Copy verbatim the lines of the listing below, from the one containing "tag the egret's black" through the end of the listing, inclusive.
══ Given records
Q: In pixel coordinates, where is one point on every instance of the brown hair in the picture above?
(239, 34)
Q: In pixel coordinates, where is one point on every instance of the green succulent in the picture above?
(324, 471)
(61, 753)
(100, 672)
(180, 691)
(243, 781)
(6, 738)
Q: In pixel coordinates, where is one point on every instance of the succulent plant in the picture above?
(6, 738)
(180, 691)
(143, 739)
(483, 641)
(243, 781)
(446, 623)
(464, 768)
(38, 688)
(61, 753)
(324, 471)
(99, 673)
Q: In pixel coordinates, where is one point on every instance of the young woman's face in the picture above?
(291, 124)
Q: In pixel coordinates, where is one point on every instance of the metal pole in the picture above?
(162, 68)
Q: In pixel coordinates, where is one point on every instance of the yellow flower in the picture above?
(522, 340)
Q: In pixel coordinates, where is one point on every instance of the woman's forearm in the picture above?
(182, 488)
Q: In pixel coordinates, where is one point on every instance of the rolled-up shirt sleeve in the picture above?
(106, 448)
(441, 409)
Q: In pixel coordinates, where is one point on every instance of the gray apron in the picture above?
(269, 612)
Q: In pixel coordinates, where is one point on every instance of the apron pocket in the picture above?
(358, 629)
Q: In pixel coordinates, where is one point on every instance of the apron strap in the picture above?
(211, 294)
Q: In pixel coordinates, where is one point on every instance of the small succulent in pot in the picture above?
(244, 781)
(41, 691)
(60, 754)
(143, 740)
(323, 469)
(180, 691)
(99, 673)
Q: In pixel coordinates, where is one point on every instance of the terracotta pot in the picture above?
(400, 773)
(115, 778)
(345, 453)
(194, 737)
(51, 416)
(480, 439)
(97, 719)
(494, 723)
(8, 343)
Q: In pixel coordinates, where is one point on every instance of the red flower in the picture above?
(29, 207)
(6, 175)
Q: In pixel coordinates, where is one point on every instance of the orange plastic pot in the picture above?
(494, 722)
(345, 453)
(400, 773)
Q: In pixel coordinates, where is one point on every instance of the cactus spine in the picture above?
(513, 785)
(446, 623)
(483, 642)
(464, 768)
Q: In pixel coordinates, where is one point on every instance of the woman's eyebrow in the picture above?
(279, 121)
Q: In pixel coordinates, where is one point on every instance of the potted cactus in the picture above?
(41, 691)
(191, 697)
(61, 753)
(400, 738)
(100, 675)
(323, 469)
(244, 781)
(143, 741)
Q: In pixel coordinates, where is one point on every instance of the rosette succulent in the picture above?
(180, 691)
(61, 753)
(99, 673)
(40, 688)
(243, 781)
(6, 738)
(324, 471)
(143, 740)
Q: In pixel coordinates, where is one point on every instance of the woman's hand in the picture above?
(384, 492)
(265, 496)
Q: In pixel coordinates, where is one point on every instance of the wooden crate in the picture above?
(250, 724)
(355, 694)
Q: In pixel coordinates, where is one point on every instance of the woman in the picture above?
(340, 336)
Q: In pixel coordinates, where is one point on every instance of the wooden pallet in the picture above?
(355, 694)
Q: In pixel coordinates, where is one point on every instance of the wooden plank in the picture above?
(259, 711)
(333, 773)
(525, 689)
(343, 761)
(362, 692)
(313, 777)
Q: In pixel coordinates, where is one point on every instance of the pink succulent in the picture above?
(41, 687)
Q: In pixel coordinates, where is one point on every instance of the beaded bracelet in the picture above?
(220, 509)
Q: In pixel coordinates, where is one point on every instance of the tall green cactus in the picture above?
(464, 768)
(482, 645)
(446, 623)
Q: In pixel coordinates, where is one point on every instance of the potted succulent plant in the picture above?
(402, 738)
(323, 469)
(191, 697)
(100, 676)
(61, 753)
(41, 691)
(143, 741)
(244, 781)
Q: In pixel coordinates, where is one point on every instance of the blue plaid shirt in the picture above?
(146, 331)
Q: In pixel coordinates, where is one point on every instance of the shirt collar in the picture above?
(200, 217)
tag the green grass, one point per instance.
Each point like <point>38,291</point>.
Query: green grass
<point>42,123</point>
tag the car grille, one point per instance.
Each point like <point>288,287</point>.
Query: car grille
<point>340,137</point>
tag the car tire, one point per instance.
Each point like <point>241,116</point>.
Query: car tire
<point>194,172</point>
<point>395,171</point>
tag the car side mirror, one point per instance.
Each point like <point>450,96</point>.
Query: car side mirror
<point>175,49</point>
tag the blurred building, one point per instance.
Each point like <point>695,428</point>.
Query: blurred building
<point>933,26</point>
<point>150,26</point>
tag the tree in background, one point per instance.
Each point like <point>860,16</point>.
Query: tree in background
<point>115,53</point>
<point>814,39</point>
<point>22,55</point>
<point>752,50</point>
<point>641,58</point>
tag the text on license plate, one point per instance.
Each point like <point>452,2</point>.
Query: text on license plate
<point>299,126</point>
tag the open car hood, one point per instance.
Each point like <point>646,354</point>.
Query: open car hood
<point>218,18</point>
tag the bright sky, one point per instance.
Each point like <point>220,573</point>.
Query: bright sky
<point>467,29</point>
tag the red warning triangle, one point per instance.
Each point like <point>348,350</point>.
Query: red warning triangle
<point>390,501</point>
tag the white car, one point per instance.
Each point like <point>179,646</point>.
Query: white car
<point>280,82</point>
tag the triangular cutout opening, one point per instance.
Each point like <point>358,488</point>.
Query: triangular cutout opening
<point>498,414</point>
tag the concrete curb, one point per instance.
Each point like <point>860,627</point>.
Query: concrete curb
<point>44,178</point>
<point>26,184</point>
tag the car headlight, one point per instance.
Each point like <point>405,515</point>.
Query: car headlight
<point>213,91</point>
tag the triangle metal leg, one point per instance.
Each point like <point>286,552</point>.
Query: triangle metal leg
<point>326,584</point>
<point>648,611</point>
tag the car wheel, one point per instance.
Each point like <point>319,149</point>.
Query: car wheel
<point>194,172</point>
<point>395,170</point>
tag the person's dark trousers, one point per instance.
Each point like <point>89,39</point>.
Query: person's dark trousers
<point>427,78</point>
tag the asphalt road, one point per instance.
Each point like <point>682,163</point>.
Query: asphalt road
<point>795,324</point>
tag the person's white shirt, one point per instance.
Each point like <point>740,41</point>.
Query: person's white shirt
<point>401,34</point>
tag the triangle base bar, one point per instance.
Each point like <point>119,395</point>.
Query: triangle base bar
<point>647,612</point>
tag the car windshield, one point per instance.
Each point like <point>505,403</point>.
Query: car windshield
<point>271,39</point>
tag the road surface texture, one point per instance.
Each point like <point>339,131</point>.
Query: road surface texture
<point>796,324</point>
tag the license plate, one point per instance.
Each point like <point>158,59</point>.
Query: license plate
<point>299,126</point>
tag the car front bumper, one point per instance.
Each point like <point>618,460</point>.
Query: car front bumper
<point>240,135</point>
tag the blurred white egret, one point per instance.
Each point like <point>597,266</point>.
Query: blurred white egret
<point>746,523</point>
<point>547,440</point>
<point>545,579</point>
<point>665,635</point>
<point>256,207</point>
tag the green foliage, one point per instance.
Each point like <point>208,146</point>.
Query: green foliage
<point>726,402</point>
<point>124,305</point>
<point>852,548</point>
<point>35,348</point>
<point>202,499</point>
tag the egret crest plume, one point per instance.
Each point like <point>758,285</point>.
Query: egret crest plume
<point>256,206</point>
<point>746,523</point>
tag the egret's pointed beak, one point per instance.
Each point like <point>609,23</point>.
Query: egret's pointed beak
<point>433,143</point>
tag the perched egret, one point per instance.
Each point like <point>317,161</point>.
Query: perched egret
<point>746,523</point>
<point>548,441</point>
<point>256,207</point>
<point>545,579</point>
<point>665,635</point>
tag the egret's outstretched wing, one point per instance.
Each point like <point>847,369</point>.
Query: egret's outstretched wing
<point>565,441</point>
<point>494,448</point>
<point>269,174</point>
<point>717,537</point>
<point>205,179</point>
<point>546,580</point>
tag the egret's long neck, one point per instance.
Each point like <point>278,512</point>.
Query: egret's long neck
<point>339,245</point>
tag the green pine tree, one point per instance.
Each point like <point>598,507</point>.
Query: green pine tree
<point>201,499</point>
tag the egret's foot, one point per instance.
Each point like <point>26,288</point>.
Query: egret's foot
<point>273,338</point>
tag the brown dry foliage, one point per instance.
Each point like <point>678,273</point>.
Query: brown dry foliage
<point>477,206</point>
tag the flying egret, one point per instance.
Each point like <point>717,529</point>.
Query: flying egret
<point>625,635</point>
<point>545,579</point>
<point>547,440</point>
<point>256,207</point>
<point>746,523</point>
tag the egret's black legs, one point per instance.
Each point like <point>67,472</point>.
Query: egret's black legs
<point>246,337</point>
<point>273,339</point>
════
** Solution for this task **
tag the egret's black legs, one point per instance.
Each point like <point>67,472</point>.
Query: egret's black legs
<point>246,337</point>
<point>273,339</point>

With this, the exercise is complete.